[Problem set]
1: In the passage on family involvement in city schools, how much does the Division of Family and Community Engagement spend each year on parent outreach?
2: Print the passage on family involvement in city schools from "Officials also said" up to and including "to 6.47 million.".
3: Proceed with the passage on family involvement in city schools, starting after its final sentence.

Officials also said the number of phone calls returned by parent coordinators rose by 413,000 last year, up nearly 7%, from 6.1 million to 6.47 million.
Last year’s gains come after years of growth on many of those measures, with particularly sharp improvements in 2015 and 2016 amid a number of changes to boost family involvement in schools.
The city has the largest school system in the country, with 1.1 million students. About 100,000 of those students attend charter schools and are not included in this data.
As part of the 2014 teachers contract, the city set aside more time for parent-teacher conferences, including some meetings where students are present.
In 2015, Fariña began to reorganize the public schools’ Division of Family and Community Engagement, which spends more than $3 million a year on parent outreach. Last year, the city rolled out new training programs for the 1,400 parent coordinators who are charged with getting families involved in their kids’ education.

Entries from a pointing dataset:
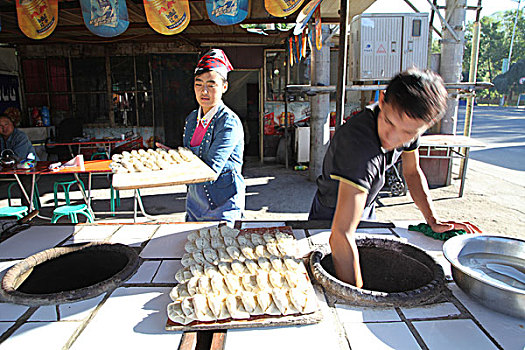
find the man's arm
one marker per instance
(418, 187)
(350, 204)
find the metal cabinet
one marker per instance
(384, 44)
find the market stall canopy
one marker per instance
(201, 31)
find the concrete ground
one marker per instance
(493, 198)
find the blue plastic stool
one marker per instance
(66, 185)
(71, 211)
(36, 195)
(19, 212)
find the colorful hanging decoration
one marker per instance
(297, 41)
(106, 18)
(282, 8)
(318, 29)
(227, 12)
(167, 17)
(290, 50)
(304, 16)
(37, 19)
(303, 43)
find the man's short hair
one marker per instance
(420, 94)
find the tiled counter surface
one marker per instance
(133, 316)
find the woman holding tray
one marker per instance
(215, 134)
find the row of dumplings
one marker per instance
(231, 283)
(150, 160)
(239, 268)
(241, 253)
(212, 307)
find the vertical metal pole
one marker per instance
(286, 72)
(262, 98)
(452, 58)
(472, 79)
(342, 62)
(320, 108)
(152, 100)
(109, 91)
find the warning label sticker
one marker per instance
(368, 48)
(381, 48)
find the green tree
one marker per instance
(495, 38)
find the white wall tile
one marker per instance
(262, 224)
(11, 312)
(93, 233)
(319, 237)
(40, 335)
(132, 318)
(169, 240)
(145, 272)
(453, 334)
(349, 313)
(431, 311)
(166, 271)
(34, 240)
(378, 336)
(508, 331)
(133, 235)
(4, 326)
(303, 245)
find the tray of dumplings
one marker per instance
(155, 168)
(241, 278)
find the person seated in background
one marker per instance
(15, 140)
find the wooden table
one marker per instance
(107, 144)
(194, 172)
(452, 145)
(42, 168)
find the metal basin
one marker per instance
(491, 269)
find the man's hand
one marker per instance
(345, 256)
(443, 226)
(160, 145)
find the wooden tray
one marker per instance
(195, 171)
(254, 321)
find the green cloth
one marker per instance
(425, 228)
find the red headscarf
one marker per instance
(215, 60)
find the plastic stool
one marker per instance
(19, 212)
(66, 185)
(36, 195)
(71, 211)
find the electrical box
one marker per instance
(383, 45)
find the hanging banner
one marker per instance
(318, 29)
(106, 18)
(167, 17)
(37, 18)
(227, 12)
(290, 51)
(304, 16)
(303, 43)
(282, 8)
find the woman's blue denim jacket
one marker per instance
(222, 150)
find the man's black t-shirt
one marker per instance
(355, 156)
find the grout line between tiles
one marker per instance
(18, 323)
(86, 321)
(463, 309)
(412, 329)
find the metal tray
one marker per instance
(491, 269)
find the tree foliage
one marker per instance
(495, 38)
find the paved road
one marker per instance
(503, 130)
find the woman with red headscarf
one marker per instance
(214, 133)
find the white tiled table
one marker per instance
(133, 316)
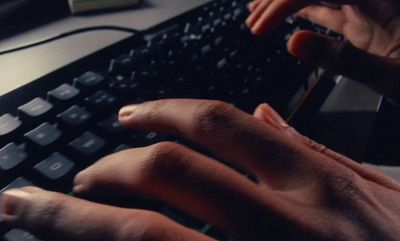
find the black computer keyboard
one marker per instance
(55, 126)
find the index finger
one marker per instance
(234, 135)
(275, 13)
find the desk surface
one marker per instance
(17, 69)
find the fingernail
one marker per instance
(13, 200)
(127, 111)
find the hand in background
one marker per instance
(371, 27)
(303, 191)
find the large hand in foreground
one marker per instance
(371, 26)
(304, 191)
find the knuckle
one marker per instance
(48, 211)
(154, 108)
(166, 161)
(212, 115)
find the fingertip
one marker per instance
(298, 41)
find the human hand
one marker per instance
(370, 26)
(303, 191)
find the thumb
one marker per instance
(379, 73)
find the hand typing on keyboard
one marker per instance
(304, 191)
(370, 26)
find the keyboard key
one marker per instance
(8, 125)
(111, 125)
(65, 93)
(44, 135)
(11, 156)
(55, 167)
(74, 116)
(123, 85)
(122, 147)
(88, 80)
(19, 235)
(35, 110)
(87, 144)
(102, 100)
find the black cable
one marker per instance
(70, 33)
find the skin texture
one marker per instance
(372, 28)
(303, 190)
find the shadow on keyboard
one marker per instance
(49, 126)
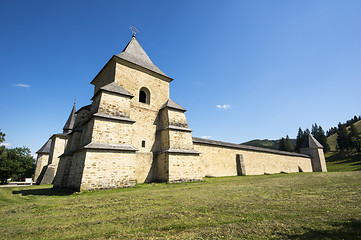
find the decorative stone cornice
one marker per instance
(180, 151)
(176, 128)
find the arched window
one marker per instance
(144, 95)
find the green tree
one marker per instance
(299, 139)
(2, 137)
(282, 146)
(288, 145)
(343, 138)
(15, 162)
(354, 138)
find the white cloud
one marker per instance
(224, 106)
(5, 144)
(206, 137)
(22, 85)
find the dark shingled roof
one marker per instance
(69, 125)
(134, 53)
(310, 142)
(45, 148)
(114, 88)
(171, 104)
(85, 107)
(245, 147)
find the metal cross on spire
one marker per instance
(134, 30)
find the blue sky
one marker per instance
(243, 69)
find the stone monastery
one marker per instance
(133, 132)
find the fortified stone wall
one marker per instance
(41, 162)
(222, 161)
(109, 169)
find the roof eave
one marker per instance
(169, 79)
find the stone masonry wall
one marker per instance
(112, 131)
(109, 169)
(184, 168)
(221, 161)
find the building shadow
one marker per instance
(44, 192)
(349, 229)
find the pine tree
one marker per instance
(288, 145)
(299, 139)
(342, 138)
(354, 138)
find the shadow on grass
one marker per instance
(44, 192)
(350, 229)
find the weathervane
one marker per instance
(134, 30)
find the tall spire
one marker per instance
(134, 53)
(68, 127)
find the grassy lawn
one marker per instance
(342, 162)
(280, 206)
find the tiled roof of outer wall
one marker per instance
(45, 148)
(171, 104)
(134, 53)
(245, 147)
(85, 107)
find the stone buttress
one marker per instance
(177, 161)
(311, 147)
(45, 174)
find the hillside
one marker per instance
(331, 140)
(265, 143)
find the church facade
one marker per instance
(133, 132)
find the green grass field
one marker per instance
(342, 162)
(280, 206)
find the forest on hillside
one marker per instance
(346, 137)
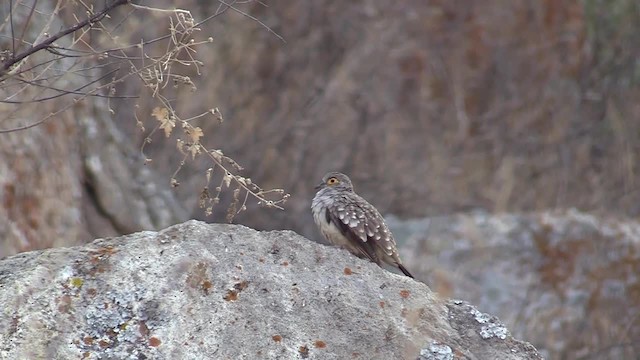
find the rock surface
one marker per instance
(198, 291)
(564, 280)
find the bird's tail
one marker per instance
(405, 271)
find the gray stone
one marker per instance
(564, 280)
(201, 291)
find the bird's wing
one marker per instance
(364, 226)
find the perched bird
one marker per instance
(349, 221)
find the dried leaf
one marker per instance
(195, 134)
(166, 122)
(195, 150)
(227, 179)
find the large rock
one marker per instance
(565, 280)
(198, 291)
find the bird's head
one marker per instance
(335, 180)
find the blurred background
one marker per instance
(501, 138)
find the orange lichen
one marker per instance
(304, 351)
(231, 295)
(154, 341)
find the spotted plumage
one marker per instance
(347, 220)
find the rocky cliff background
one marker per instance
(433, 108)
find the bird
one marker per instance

[The results]
1: More than $3 million a year.

2:
Officials also said the number of phone calls returned by parent coordinators rose by 413,000 last year, up nearly 7%, from 6.1 million to 6.47 million.

3:
“It all leads to increased academic achievement,” Fariña said. “We’re really more invested on a deep level, it’s not just on a superficial level.”
But critics including Mona Davids, president of the NYC Parents Union, disagree with Fariña’s upbeat assessment.
“We still have a supermajority of NYC students who can’t read, write or do math on grade level,” Davids said. “Patting yourself on the back for statistics that don’t account for real student learning is nothing to be proud of.”